◆ WHAT IS ASKED
Using the entries below, return word for word the lines from the one containing "In this exercise you will pick out the ceiling fan light" up to and including the last.

## begin

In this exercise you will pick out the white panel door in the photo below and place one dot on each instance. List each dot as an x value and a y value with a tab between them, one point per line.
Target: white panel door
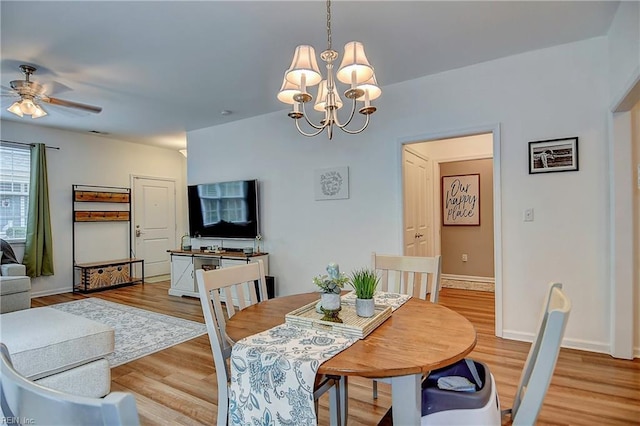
154	218
418	209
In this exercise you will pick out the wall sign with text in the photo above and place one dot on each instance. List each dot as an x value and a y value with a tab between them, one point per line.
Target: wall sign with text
461	200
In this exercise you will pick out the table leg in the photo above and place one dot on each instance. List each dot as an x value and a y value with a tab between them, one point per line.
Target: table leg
406	399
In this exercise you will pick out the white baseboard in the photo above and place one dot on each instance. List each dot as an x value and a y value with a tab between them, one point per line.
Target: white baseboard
583	345
51	292
468	278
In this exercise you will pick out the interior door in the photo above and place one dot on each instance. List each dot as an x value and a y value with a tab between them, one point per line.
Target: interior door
418	208
154	218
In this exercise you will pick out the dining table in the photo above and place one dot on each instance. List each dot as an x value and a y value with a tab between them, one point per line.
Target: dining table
418	337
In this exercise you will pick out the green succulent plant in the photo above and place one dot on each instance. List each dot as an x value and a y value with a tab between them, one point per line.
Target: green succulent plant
364	281
331	285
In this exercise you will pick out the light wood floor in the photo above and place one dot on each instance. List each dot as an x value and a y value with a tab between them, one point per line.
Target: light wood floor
177	386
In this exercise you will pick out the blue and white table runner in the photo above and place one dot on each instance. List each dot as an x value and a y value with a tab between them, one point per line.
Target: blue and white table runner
273	372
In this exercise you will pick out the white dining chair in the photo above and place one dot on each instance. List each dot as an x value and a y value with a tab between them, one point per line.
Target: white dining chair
446	407
221	292
25	402
542	357
416	276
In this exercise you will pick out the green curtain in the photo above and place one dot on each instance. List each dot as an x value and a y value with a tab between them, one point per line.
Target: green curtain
38	251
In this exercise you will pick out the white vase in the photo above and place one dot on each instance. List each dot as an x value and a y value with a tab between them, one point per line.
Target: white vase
365	307
330	301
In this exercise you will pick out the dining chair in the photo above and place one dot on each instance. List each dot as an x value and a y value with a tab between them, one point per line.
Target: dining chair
542	358
221	291
413	275
452	407
26	402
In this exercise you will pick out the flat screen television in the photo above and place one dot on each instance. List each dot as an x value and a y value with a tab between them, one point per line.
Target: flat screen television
224	209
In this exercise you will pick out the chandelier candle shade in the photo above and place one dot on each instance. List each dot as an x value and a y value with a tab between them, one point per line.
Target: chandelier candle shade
355	71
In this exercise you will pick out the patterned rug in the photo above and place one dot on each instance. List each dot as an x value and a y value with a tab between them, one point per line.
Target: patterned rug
138	332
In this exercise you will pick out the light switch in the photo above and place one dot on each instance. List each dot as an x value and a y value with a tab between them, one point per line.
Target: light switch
528	215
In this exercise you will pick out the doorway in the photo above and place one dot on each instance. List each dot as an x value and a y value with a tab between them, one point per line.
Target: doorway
440	152
154	220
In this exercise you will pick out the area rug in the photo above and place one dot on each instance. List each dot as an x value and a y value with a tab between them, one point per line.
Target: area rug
138	332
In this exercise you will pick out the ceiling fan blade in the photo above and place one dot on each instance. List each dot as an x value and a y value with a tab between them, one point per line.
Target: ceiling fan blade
70	104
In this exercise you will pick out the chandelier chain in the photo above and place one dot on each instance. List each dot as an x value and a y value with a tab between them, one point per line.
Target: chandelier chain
329	24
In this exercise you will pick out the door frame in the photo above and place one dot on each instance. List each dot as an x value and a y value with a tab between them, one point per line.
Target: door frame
494	129
132	178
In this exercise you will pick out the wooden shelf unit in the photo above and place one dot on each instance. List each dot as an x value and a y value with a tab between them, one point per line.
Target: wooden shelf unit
102	275
97	276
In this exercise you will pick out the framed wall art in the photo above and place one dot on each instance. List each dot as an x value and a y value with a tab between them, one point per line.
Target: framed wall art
461	200
331	184
553	155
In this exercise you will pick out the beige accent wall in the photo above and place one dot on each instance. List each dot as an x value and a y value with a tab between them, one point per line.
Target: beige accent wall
474	241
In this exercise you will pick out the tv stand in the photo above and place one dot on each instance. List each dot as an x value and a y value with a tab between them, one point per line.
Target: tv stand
184	263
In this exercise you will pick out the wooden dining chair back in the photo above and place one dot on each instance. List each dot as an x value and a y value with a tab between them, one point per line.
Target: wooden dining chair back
26	402
223	292
542	357
413	275
238	284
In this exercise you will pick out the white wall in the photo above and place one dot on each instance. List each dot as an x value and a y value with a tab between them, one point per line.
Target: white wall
635	136
551	93
90	160
624	48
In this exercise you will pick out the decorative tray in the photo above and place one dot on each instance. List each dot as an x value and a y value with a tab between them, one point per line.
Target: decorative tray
352	325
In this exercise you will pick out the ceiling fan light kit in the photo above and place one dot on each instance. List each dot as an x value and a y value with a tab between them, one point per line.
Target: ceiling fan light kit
354	71
32	94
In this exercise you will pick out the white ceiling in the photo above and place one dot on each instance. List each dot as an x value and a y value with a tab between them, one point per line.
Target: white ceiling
162	68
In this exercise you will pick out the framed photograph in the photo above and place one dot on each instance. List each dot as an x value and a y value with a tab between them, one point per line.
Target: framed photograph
461	200
553	155
331	184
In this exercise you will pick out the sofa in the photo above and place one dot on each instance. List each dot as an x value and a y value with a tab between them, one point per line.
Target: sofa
53	348
59	350
15	288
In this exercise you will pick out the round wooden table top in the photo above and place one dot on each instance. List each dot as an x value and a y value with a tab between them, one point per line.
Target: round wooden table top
419	337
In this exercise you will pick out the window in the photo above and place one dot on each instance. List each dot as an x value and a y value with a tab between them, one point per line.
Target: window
15	168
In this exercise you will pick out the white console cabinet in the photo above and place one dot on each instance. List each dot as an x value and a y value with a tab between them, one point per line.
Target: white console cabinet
185	263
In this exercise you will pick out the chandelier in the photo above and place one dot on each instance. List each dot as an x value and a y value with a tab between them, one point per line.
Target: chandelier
354	71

## end

◆ FINISHED TASK
In this exercise you will pick out the ceiling fan light kit in the photo above and place one dot on each instance. List each dot as an x value and a y value with a tab between them, one point per line.
Target: ceiling fan light kit
354	71
32	94
In this exercise you will pick out the white ceiling in the photo above and place one dot on each instance. List each dot as an x value and a y value with a tab between them, one point per line.
Target: white ceiling
162	68
In this exercise you will pick out the framed photograph in the photo above and place one dot on each instance. List each dot as an x value and a y value with a tab between them, one point per line.
Target: framed photograph
461	200
553	155
331	184
In this exercise you will pick out the sofa in the photo above and place one dot on each instance. List each dot as an x value and a y value with a tab between them, one point per line.
Target: sofa
53	348
59	350
15	288
In this exercise you will pick out the round wooden table top in the photo above and place one dot on each instance. List each dot as an x value and a y value with a tab between them, one point per line.
Target: round wooden table top
419	337
In this exercise you will pick out the window in the photo above and place one dot on each instance. List each dot as an x value and a y value with a tab between them, one point per line.
Target: window
15	168
In this exercise you will pick out the white console cabinet in the photo above and place one dot on each instance. List each dot as an x value and a y value with a tab between them, one point per line.
Target: white console cabinet
185	263
In this exercise you will pick out the chandelier in the photo above and place one dot on each instance. List each dot as an x value and a y value with a tab between them, one point per line.
Target: chandelier
354	71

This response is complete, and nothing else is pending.